* Records from a data source
+++

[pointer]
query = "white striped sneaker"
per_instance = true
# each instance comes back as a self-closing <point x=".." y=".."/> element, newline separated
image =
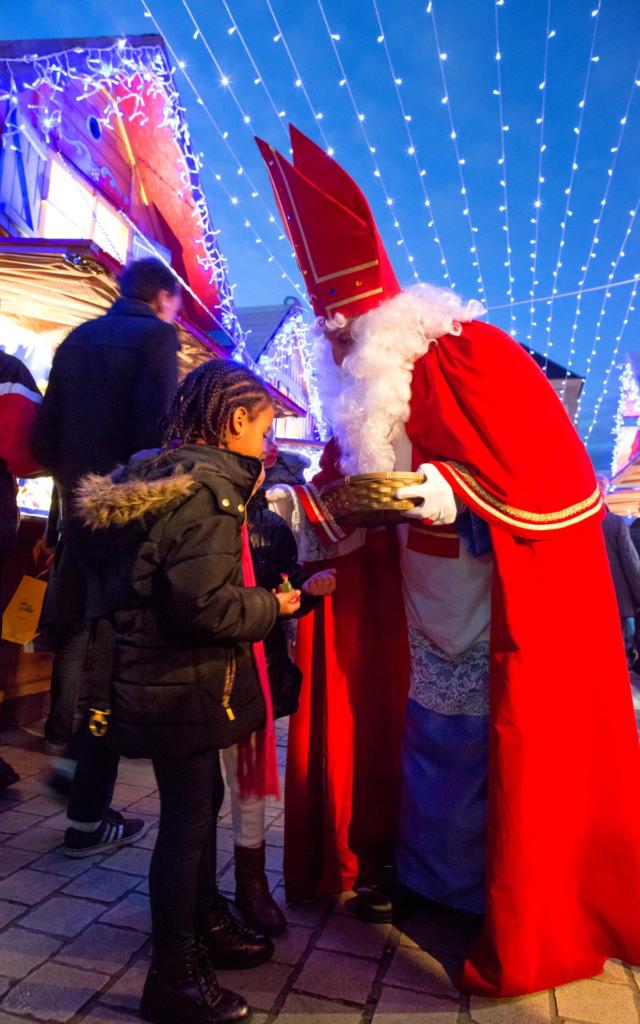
<point x="112" y="833"/>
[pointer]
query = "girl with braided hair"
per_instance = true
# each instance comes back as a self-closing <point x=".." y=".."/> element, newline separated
<point x="171" y="556"/>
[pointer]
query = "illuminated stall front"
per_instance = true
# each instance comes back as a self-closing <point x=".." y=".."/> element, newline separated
<point x="96" y="168"/>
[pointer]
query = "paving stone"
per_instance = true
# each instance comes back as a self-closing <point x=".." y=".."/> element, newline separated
<point x="439" y="933"/>
<point x="37" y="839"/>
<point x="8" y="911"/>
<point x="349" y="935"/>
<point x="148" y="840"/>
<point x="308" y="913"/>
<point x="11" y="860"/>
<point x="58" y="863"/>
<point x="422" y="972"/>
<point x="20" y="950"/>
<point x="131" y="859"/>
<point x="338" y="976"/>
<point x="13" y="821"/>
<point x="133" y="911"/>
<point x="523" y="1010"/>
<point x="105" y="1015"/>
<point x="597" y="1003"/>
<point x="125" y="993"/>
<point x="54" y="992"/>
<point x="613" y="972"/>
<point x="299" y="1009"/>
<point x="62" y="915"/>
<point x="41" y="805"/>
<point x="398" y="1006"/>
<point x="291" y="944"/>
<point x="125" y="794"/>
<point x="29" y="887"/>
<point x="10" y="1019"/>
<point x="98" y="884"/>
<point x="101" y="948"/>
<point x="259" y="986"/>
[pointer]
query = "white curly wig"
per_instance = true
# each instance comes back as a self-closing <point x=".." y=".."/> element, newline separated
<point x="367" y="398"/>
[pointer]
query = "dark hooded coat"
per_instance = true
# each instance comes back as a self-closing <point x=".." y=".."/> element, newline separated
<point x="162" y="546"/>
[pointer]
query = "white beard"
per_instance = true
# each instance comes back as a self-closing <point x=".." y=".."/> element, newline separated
<point x="367" y="399"/>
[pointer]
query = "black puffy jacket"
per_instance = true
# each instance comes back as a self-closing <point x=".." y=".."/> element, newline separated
<point x="164" y="557"/>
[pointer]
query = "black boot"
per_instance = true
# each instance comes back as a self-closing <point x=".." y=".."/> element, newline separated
<point x="252" y="892"/>
<point x="230" y="944"/>
<point x="181" y="988"/>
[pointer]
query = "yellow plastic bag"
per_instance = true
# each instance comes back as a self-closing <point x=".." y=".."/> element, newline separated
<point x="19" y="622"/>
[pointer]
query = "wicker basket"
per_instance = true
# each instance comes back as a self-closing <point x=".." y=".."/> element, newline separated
<point x="369" y="499"/>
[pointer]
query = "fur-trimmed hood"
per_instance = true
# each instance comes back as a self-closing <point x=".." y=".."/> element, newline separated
<point x="154" y="482"/>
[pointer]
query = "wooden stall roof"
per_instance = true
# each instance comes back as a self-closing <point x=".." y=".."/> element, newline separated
<point x="46" y="284"/>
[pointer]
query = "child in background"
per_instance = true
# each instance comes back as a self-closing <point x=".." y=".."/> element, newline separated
<point x="274" y="555"/>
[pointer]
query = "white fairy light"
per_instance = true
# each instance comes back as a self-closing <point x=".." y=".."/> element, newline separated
<point x="542" y="147"/>
<point x="630" y="309"/>
<point x="633" y="219"/>
<point x="595" y="14"/>
<point x="299" y="78"/>
<point x="503" y="179"/>
<point x="360" y="121"/>
<point x="459" y="161"/>
<point x="259" y="79"/>
<point x="413" y="153"/>
<point x="255" y="194"/>
<point x="595" y="239"/>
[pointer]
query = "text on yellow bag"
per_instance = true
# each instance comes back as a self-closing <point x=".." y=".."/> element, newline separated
<point x="19" y="622"/>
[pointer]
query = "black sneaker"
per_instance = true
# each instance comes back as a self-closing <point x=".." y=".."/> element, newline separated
<point x="112" y="833"/>
<point x="8" y="776"/>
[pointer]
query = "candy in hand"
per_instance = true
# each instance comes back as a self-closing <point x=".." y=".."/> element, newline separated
<point x="286" y="585"/>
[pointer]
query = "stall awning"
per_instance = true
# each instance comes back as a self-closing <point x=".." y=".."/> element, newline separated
<point x="48" y="287"/>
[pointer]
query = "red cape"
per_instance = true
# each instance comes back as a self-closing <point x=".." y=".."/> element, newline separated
<point x="343" y="761"/>
<point x="563" y="832"/>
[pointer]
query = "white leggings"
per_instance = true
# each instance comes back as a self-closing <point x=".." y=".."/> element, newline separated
<point x="248" y="814"/>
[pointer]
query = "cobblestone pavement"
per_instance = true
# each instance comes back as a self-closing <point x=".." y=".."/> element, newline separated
<point x="75" y="934"/>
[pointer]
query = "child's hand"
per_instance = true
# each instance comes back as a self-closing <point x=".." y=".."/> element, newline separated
<point x="321" y="584"/>
<point x="289" y="602"/>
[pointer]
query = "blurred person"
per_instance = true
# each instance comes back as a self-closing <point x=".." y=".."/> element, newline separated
<point x="111" y="384"/>
<point x="19" y="398"/>
<point x="625" y="565"/>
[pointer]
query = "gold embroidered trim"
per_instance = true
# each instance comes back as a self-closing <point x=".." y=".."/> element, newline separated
<point x="494" y="502"/>
<point x="353" y="298"/>
<point x="349" y="269"/>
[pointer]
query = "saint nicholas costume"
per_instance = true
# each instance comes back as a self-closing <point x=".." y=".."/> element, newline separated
<point x="520" y="752"/>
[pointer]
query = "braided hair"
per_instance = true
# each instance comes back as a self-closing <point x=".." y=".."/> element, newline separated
<point x="208" y="397"/>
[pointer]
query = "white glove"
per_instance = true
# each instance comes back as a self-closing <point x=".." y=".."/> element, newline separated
<point x="437" y="500"/>
<point x="280" y="499"/>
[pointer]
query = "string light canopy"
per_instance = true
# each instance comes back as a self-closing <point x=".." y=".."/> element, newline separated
<point x="131" y="76"/>
<point x="434" y="99"/>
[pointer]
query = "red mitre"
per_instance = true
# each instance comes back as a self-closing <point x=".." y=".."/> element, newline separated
<point x="339" y="251"/>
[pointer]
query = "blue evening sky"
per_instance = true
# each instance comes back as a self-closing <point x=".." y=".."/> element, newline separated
<point x="601" y="204"/>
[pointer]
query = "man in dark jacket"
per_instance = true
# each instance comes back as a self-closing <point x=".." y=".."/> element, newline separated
<point x="625" y="565"/>
<point x="19" y="398"/>
<point x="109" y="389"/>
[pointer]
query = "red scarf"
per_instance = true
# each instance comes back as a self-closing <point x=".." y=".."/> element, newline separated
<point x="257" y="765"/>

+++

* TASK DESCRIPTION
Except for the pictures, give all the material above again verbatim.

* ANSWER FOR THE TASK
[pointer]
query = "white striped sneaker"
per_instance = true
# each instance comes back as a self-closing <point x=".." y=".."/> element, newline separated
image =
<point x="112" y="833"/>
[pointer]
query = "girl with braided hair"
per_instance = true
# each instance comes back as a self-closing <point x=".." y=".."/> element, newline separated
<point x="171" y="556"/>
[pointer]
query = "illuminated stall front"
per_instance = true
# each instance comes back as a self-closing <point x=".." y=".."/> element, newline separated
<point x="96" y="168"/>
[pointer]
query = "paving stone"
per_instance = true
# each instance comes back as a self-closing <point x=".." y=".."/> element, newline separated
<point x="439" y="933"/>
<point x="37" y="839"/>
<point x="8" y="911"/>
<point x="349" y="935"/>
<point x="148" y="840"/>
<point x="308" y="913"/>
<point x="11" y="860"/>
<point x="58" y="863"/>
<point x="422" y="972"/>
<point x="20" y="950"/>
<point x="131" y="859"/>
<point x="338" y="976"/>
<point x="13" y="821"/>
<point x="133" y="911"/>
<point x="523" y="1010"/>
<point x="105" y="1015"/>
<point x="597" y="1003"/>
<point x="125" y="993"/>
<point x="54" y="992"/>
<point x="613" y="972"/>
<point x="299" y="1009"/>
<point x="62" y="915"/>
<point x="41" y="805"/>
<point x="398" y="1006"/>
<point x="291" y="944"/>
<point x="125" y="794"/>
<point x="29" y="887"/>
<point x="10" y="1019"/>
<point x="98" y="884"/>
<point x="101" y="948"/>
<point x="259" y="986"/>
[pointer]
query = "white curly wig"
per_instance = true
# each instance comes back as a self-closing <point x=".." y=".."/> element, newline separated
<point x="367" y="398"/>
[pointer]
query = "dark hooded coat"
per_instance = true
# each instance comes back as a self-closing <point x=".." y=".."/> element, newline separated
<point x="162" y="546"/>
[pointer]
query = "white beard"
per_instance = true
# each instance comes back as a self-closing <point x=".." y=".."/> element, newline separated
<point x="367" y="399"/>
[pointer]
query = "black puffy jacket"
per_instance = true
# each instance comes back as a self-closing <point x=".." y=".."/> element, newline separated
<point x="164" y="557"/>
[pointer]
query = "black boot"
per_instance = true
# each instance comes back as a self-closing <point x=".." y=".."/> element, newline separated
<point x="252" y="892"/>
<point x="230" y="944"/>
<point x="181" y="988"/>
[pointer]
query = "yellow plastic bag"
per_instance = true
# each instance comes back as a self-closing <point x=".." y=".."/> element, newline separated
<point x="19" y="622"/>
[pointer]
query = "wicker basket"
per_instance = true
# each instance comes back as a self-closing <point x=".." y=".."/> element, newline separated
<point x="369" y="499"/>
[pointer]
query = "fur-trimmed hood"
per_instance = true
# each instance comes back as a self-closing <point x=".." y=".."/> element, newline separated
<point x="154" y="482"/>
[pointer]
query = "wooden stall roof"
per_instance = true
# each instance comes back as a self-closing <point x=".." y=".."/> element, newline separated
<point x="46" y="284"/>
[pointer]
query = "child in background"
per_instance = true
# each instance comes back as a self-closing <point x=".." y=".."/> element, newline separated
<point x="274" y="555"/>
[pointer]
query = "white fairy light"
per_instance = true
# each instance comes back as a self-closing <point x=".." y=".."/> element, newline separated
<point x="542" y="147"/>
<point x="630" y="309"/>
<point x="633" y="219"/>
<point x="595" y="14"/>
<point x="299" y="78"/>
<point x="503" y="179"/>
<point x="360" y="121"/>
<point x="459" y="161"/>
<point x="259" y="79"/>
<point x="413" y="153"/>
<point x="255" y="194"/>
<point x="595" y="239"/>
[pointer]
query = "text on yellow bag"
per_instance = true
# each instance comes back as a self-closing <point x=".." y=".."/> element, newline separated
<point x="19" y="622"/>
[pointer]
query = "black sneaker"
per_instance = true
# each instance comes back as a self-closing <point x=".." y=".."/> element, newline separated
<point x="112" y="833"/>
<point x="8" y="776"/>
[pointer]
query = "candy in hand"
per_instance = true
# each instance comes back as a self-closing <point x=".." y=".."/> element, newline separated
<point x="286" y="585"/>
[pointer]
query = "stall awning"
per_instance = true
# each instance comes back as a self-closing <point x=".." y=".."/> element, newline separated
<point x="48" y="287"/>
[pointer]
query = "red cape"
per_instance = true
# each instance comes back as a self-closing <point x=".." y=".."/> element, newline separated
<point x="343" y="761"/>
<point x="563" y="832"/>
[pointer]
query = "white leggings"
per_instance = true
# each instance comes back as a self-closing <point x=".." y=".."/> element, newline separated
<point x="248" y="814"/>
[pointer]
query = "cobblestone pavement"
per_instance = true
# each instance comes back as a self-closing <point x=".." y=".."/> element, newline separated
<point x="75" y="934"/>
[pointer]
query = "child's hand"
per_instance = true
# each instance comes back as a self-closing <point x=".." y=".."/> element, newline separated
<point x="321" y="584"/>
<point x="289" y="602"/>
[pointer]
query = "blurred person"
per_instance = true
# each instance comes back as a self-closing <point x=".." y=".."/> element, newline separated
<point x="111" y="384"/>
<point x="19" y="398"/>
<point x="625" y="565"/>
[pointer]
query = "gold embroidered trim"
per_instance = true
# each instance comes back as a self-closing <point x=".." y=".."/> element, newline separated
<point x="494" y="502"/>
<point x="353" y="298"/>
<point x="349" y="269"/>
[pointer]
query = "saint nicholas costume"
per_instance = true
# each instance comes back as a self-closing <point x=".." y=".."/> element, newline separated
<point x="520" y="752"/>
[pointer]
query = "braided hair"
per_instance = true
# each instance comes back as a self-closing <point x=".." y=".."/> element, newline separated
<point x="208" y="397"/>
[pointer]
query = "white glove"
per_instance = true
# each instance comes back as a self-closing <point x=".." y=".."/> element, newline separated
<point x="437" y="500"/>
<point x="280" y="499"/>
[pointer]
query = "string light canopy"
per_instance = true
# each instance comes back as a self-closing <point x=".." y=".."/> element, newline separated
<point x="131" y="76"/>
<point x="434" y="99"/>
[pointer]
query = "red mitre"
per_instance = true
# each instance comes back as a self-closing <point x=".." y=".."/> element, newline separated
<point x="339" y="251"/>
[pointer]
query = "blue evening sky"
per_instance = true
# each instance comes back as a self-closing <point x=".." y=".."/> element, newline separated
<point x="601" y="204"/>
[pointer]
query = "man in dark jacket"
per_instance = true
# each instance comes back as a self-closing <point x=".." y=".."/> element, newline separated
<point x="625" y="565"/>
<point x="19" y="398"/>
<point x="109" y="389"/>
[pointer]
query = "red scarf"
per_instance = true
# each instance comes back as a self-closing <point x=".." y=".."/> element, newline separated
<point x="257" y="765"/>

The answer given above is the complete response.